§ **DIRECTIVE**
Gather every line of the items below that contains the word "track", treating uppercase and lowercase as different.

§ **MATERIAL PROVIDED**
%%

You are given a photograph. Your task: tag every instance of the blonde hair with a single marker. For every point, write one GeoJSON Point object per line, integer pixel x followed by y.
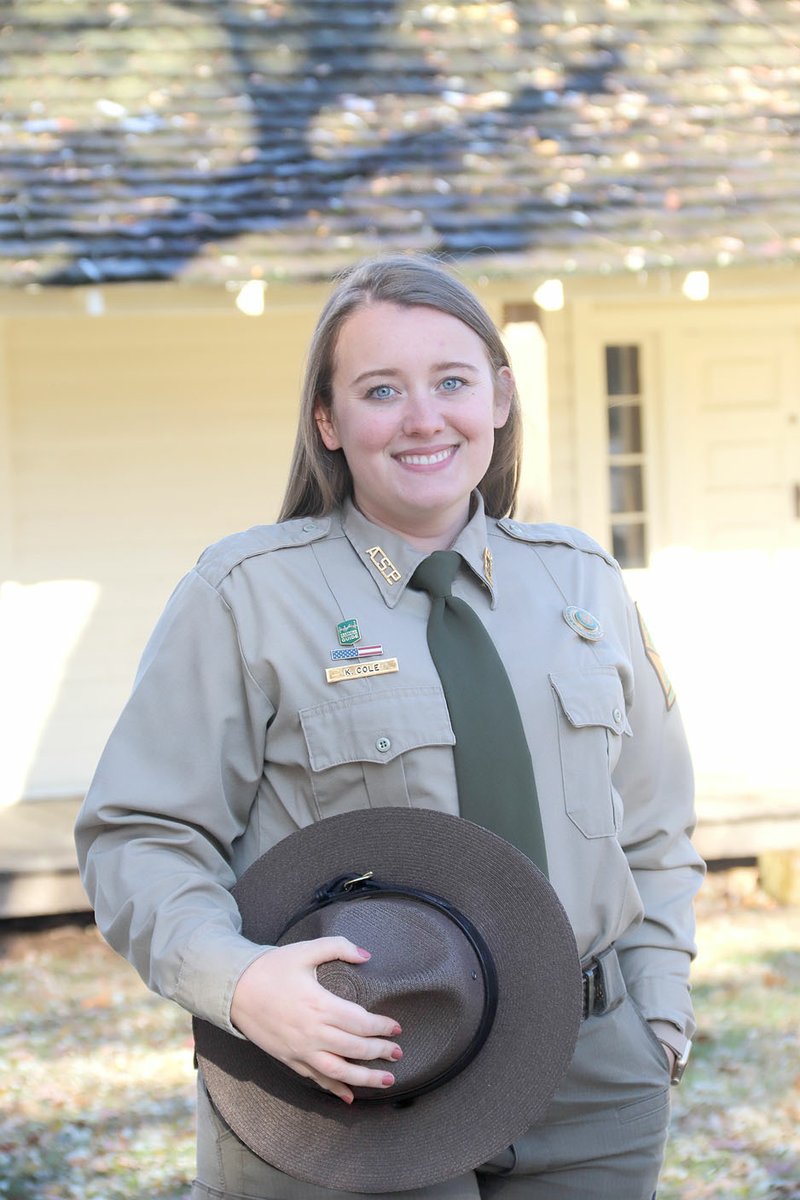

%%
%%

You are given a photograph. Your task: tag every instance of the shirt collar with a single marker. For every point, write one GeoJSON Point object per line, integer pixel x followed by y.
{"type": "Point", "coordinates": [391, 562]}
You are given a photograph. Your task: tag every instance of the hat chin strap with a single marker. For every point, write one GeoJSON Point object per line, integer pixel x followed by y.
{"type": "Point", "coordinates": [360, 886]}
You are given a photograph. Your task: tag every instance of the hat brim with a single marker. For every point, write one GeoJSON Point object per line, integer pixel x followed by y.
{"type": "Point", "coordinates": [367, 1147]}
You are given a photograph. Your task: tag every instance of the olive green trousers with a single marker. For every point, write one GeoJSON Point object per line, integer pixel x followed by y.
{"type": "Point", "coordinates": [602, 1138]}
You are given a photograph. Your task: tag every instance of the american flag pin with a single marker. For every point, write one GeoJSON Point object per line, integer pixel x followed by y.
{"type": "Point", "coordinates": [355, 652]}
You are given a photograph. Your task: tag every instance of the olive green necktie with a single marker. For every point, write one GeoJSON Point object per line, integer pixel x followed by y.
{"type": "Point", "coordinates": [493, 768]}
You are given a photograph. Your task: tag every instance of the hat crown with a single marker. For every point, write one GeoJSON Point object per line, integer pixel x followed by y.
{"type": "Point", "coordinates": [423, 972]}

%%
%%

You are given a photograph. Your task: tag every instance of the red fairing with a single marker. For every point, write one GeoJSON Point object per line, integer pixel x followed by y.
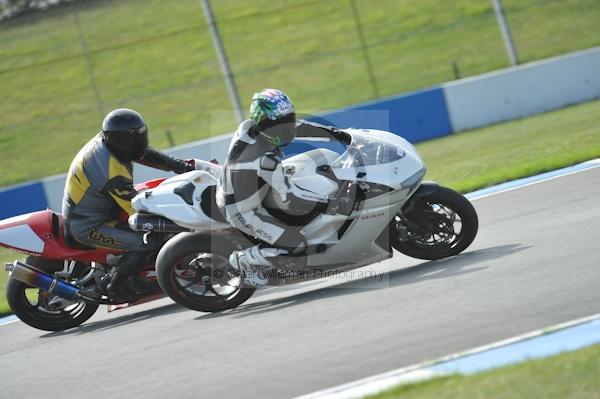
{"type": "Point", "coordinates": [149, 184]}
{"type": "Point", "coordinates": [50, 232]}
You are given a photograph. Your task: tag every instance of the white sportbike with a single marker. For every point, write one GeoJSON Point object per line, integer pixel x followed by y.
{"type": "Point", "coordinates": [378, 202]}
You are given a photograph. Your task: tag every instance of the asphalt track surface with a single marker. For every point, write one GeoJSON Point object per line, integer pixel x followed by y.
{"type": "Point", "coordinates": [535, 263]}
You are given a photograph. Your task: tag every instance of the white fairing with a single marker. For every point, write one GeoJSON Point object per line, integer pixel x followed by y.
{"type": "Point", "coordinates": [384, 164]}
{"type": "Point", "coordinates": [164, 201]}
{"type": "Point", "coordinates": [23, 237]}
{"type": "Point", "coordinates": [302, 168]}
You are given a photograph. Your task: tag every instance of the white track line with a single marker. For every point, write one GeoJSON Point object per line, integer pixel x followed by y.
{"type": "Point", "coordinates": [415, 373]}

%%

§ **TASK SOLUTION**
You are given a photograph. Your task: tag every instance of the asphalt track surface with a single marker. For every point, write one GeoJSON Point object per line, integer pixel x followed by y.
You are given a photograph. Your task: tag every instance of the white track line with a single marker. For every point, write one GeoJSON Point object per line, integer pixel x followed by y.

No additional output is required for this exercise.